Problem statement: Taking the line with "spot the handbag." as the first and the line with "spot the gray hair." as the last, set down exactly every line in that range from the entries below, and no more.

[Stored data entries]
··········
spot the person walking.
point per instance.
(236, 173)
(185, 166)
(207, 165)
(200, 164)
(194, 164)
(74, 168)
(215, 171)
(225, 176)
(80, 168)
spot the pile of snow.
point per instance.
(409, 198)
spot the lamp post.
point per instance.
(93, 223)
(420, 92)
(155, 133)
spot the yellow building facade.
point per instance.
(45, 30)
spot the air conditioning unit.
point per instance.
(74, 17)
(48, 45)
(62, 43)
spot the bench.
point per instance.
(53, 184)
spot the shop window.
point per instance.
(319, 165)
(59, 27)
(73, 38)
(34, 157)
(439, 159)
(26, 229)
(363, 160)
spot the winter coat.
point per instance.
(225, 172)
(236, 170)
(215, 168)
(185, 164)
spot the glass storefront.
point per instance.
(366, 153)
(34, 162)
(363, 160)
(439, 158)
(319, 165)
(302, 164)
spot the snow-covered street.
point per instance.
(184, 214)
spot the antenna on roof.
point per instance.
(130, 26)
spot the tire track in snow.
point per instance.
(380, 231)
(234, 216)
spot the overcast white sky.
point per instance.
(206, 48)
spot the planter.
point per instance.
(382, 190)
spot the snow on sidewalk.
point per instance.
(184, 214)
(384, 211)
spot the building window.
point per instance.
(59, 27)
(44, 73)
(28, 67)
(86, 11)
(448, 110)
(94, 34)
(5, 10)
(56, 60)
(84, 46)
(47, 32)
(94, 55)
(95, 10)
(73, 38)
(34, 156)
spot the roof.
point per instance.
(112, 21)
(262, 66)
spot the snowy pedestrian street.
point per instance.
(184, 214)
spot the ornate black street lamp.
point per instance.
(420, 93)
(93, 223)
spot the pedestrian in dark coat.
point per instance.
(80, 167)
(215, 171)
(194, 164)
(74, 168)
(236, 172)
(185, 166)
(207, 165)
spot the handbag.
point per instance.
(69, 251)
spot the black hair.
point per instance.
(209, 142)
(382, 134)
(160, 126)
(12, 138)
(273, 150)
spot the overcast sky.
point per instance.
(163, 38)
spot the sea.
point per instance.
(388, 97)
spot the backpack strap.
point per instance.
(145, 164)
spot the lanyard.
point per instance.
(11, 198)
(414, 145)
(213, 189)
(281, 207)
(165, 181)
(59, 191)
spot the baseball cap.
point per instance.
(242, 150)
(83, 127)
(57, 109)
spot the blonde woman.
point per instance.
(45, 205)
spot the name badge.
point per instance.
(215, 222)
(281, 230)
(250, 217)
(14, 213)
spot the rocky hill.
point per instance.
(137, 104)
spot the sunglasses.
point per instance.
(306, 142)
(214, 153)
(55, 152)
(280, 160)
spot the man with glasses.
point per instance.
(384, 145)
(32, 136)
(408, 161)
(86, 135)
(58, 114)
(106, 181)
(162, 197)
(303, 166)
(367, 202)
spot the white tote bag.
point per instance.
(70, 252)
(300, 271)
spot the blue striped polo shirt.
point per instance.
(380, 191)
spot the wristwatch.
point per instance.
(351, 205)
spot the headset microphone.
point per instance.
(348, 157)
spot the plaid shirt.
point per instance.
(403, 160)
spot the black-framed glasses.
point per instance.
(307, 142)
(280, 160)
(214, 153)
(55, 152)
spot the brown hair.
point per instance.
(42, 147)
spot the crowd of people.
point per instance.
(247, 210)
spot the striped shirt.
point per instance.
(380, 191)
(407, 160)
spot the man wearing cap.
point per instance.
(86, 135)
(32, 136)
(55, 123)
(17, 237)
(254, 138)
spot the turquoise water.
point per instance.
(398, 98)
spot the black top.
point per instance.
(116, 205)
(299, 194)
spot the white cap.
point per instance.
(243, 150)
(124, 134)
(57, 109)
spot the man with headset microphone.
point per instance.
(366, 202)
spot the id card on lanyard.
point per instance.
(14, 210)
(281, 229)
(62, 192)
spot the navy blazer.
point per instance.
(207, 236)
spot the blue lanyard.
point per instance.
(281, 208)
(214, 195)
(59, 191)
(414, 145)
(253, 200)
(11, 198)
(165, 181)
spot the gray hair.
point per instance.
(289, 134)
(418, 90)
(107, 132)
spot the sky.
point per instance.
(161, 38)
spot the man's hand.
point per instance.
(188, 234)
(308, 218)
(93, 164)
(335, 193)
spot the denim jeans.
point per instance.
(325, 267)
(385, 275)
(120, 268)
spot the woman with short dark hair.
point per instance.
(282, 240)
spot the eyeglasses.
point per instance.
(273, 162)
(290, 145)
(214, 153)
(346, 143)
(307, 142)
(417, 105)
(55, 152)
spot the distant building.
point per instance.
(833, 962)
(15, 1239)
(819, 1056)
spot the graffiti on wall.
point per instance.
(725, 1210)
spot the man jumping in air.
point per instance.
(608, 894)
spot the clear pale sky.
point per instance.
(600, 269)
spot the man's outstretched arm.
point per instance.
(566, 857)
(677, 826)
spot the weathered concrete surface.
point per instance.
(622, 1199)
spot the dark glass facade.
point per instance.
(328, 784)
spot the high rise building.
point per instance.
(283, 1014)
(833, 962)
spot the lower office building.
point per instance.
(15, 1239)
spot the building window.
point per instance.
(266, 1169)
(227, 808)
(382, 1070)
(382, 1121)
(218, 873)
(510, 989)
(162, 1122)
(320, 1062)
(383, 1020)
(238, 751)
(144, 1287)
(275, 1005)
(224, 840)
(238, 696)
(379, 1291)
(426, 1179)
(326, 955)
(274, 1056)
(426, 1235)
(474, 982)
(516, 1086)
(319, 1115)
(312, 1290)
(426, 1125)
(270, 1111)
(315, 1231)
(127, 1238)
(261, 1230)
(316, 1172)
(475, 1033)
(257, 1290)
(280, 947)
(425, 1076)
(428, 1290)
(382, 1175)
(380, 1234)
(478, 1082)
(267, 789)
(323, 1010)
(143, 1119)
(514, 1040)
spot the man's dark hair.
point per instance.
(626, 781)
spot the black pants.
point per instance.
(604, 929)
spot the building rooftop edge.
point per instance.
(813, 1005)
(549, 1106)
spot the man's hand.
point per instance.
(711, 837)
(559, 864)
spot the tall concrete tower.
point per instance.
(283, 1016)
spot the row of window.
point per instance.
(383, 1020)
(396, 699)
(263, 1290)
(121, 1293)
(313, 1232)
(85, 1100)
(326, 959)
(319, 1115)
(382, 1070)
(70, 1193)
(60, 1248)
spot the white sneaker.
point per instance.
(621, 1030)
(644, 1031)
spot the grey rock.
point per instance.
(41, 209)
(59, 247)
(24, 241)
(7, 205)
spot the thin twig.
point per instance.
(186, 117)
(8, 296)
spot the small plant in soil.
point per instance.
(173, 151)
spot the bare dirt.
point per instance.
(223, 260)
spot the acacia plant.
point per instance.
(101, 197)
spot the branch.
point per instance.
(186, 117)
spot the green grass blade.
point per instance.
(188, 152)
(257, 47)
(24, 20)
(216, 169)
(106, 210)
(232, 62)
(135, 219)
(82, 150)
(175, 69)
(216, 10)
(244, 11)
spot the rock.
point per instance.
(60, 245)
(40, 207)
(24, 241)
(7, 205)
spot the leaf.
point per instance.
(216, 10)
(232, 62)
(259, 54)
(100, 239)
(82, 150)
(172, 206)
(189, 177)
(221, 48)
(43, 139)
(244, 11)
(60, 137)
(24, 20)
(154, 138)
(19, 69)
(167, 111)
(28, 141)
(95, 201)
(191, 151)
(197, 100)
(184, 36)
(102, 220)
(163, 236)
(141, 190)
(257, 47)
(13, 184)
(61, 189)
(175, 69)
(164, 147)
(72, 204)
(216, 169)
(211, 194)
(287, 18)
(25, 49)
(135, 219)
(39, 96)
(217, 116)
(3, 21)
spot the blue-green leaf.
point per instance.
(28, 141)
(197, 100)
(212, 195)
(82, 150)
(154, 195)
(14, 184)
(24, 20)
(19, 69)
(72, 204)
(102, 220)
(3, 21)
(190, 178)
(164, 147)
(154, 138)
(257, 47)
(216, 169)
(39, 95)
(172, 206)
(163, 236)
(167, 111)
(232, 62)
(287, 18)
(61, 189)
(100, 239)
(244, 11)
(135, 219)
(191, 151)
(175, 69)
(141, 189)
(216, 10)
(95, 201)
··········
Solution for this task:
spot the handbag.
point per instance.
(69, 251)
spot the black hair.
point per instance.
(209, 142)
(382, 134)
(160, 126)
(12, 138)
(273, 150)
spot the overcast sky.
point per instance.
(163, 38)
spot the sea.
point per instance.
(388, 97)
spot the backpack strap.
point per instance.
(145, 164)
spot the lanyard.
point per instance.
(11, 198)
(414, 145)
(213, 189)
(281, 207)
(165, 181)
(59, 191)
spot the baseball cap.
point per instance.
(242, 150)
(83, 127)
(57, 109)
spot the blonde woman.
point per instance.
(45, 205)
spot the name badge.
point per instance.
(215, 222)
(281, 230)
(250, 217)
(14, 213)
spot the rocky hill.
point per instance.
(137, 104)
spot the sunglasses.
point per instance.
(306, 142)
(214, 153)
(55, 152)
(280, 160)
spot the man with glasses.
point per instance.
(384, 145)
(32, 136)
(408, 161)
(86, 135)
(58, 114)
(106, 181)
(162, 197)
(303, 166)
(367, 202)
spot the white tote bag.
point per instance.
(70, 252)
(300, 271)
spot the blue striped polo shirt.
point per instance.
(380, 191)
spot the wristwatch.
point per instance.
(351, 205)
spot the headset microphone.
point per instance.
(348, 157)
spot the plaid shirt.
point per instance.
(403, 160)
spot the black-framed glasses.
point per instance.
(307, 142)
(280, 160)
(214, 153)
(55, 152)
spot the brown hair.
point per instance.
(42, 147)
spot the crowd of people.
point per instance.
(247, 210)
spot the striped shirt.
point per instance.
(380, 191)
(407, 160)
spot the man wearing cap.
point per instance.
(86, 135)
(32, 136)
(55, 123)
(17, 237)
(254, 138)
spot the turquoise water.
point per instance.
(398, 98)
spot the black top.
point per instance.
(116, 205)
(299, 194)
spot the white cap.
point per instance.
(243, 150)
(124, 134)
(57, 109)
spot the man with headset microphone.
point per instance.
(366, 202)
spot the id card on lanyard.
point per instance.
(14, 210)
(281, 229)
(62, 192)
spot the navy blazer.
point per instance.
(207, 236)
spot the blue lanyard.
point per instance.
(281, 208)
(214, 195)
(59, 191)
(414, 145)
(253, 200)
(11, 198)
(165, 181)
spot the gray hair.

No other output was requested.